■ SUPPLIED INFORMATION ■
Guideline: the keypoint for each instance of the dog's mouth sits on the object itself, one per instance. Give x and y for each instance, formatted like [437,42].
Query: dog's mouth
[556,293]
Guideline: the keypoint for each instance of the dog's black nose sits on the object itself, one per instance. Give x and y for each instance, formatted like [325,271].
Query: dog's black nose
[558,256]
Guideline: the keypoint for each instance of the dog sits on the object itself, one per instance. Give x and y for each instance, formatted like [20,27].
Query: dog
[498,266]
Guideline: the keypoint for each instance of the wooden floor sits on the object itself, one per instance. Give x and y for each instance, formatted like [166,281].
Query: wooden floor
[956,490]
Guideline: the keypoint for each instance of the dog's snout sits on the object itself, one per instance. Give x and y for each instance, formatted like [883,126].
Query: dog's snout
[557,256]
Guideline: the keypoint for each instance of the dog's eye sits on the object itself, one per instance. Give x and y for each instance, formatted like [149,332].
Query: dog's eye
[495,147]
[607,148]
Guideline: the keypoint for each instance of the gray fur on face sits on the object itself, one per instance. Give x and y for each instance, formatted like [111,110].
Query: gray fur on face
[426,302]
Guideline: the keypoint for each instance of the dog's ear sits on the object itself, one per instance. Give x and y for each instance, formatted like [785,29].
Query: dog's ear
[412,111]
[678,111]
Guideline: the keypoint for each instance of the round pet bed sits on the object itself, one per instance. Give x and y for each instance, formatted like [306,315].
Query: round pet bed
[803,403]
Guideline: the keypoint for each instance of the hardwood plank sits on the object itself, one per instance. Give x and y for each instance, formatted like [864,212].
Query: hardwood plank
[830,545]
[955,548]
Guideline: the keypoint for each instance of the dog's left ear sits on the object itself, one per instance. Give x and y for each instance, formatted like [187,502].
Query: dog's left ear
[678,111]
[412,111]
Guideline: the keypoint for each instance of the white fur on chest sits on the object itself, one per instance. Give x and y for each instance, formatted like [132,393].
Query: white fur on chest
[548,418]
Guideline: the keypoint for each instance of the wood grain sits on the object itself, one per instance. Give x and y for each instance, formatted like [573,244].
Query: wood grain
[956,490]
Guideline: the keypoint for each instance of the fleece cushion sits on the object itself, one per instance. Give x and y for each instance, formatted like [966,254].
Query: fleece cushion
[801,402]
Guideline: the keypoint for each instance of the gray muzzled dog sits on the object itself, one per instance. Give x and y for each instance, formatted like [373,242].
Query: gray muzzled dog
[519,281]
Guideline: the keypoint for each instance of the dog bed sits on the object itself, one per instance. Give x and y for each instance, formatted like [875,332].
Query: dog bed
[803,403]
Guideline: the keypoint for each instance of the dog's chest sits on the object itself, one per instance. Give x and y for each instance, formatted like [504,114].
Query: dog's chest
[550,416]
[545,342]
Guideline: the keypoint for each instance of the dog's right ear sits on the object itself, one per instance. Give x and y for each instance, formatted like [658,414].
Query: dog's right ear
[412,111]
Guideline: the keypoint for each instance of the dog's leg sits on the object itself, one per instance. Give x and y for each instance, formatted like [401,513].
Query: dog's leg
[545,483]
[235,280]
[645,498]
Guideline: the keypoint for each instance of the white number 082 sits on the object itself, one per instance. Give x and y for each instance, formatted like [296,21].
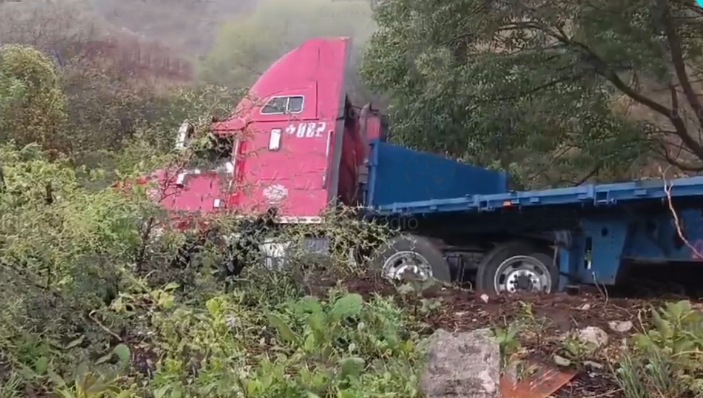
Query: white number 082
[307,130]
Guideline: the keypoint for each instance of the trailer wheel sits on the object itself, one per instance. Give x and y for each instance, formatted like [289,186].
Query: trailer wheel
[515,267]
[413,256]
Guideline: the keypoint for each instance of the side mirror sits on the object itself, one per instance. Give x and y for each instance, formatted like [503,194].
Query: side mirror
[184,133]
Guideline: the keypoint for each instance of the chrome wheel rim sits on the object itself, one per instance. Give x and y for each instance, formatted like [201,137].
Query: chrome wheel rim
[522,274]
[406,264]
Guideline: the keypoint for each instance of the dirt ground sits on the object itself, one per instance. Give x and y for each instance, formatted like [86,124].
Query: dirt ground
[542,323]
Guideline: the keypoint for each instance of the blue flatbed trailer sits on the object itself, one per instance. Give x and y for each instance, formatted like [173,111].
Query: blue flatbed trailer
[580,235]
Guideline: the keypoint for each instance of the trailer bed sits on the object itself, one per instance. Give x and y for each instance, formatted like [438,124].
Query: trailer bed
[590,195]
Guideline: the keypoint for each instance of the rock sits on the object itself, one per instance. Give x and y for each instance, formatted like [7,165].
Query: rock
[594,337]
[620,326]
[463,365]
[593,365]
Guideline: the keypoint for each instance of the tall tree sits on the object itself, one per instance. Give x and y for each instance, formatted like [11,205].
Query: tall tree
[562,91]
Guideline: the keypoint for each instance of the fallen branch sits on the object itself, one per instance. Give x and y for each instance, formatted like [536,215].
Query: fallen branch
[677,222]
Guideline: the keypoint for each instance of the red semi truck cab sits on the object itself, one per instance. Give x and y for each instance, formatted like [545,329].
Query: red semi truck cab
[298,145]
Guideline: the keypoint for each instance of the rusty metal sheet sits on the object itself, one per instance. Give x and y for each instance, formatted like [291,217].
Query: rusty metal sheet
[542,381]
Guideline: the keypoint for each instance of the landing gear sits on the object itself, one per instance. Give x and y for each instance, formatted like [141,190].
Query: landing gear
[517,267]
[411,256]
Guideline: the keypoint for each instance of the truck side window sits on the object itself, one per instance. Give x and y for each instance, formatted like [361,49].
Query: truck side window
[283,105]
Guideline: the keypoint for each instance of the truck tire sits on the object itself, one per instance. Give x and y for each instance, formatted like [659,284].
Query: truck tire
[410,253]
[517,266]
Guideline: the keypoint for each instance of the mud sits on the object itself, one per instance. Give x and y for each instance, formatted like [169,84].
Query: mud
[542,321]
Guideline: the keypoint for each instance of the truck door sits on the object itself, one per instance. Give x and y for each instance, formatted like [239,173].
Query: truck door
[284,160]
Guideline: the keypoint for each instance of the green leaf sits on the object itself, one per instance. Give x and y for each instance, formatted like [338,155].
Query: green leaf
[103,359]
[123,353]
[41,365]
[348,305]
[284,331]
[310,304]
[351,367]
[75,343]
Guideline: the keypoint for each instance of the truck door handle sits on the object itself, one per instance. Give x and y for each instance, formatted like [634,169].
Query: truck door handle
[327,159]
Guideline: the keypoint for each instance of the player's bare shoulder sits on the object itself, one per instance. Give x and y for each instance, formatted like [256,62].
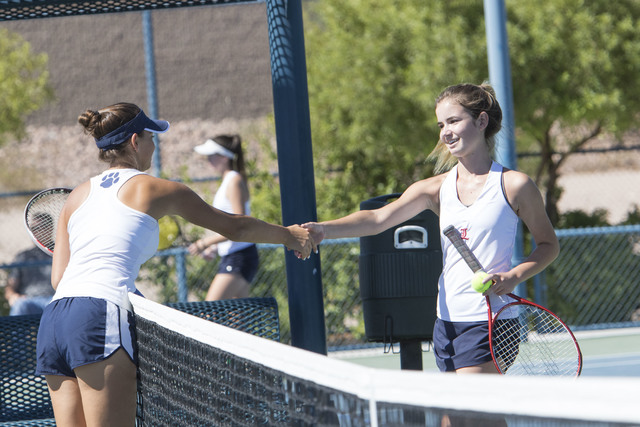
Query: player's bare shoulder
[520,189]
[429,190]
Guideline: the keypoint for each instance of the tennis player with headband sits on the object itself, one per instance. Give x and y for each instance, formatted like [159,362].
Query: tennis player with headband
[239,260]
[483,200]
[107,229]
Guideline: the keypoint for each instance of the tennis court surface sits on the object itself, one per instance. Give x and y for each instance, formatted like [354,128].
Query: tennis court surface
[197,373]
[606,352]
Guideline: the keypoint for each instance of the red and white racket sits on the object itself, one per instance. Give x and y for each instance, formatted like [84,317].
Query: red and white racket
[41,217]
[525,338]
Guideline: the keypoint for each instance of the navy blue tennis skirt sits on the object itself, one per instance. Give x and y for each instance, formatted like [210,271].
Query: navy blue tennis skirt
[460,344]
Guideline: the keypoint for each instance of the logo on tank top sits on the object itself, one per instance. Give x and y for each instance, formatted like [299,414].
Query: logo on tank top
[463,233]
[110,179]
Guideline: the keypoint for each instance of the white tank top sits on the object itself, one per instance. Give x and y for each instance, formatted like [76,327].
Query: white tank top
[222,202]
[109,241]
[489,228]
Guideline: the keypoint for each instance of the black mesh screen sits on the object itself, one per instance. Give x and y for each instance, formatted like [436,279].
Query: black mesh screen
[30,9]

■ TO DO ■
Reproduce the lines from the one containing "Guideline: the keypoint for each instance of the navy" to the end of the entries, keeping both ends and adding nothing.

■ RESPONSE FOR THIS EXERCISE ■
Guideline: the keypoint for each instance of the navy blue tennis skirt sits on the object itself, one per instance. Give x and y for each instance, formatted like [210,271].
Query: navy blue tennis skirt
[460,344]
Guideline: the keypoint for each instance of the logo on tank top sits on the object itself, one per instance. Give x and y for each instance, formatted like [299,414].
Query: logo on tank top
[463,233]
[110,179]
Guideline: the keypoint for each instance of the white tank top sits on the object itself, one per instance. Give x and y for each instance, formatted like [76,327].
Query: white tank top
[222,202]
[109,241]
[489,228]
Guideline: the keypoint for each instance of the black mesh screen sits on the object itself, one per instance. Give x and y for each instance, formatted like [436,279].
Query: black mesh screen
[30,9]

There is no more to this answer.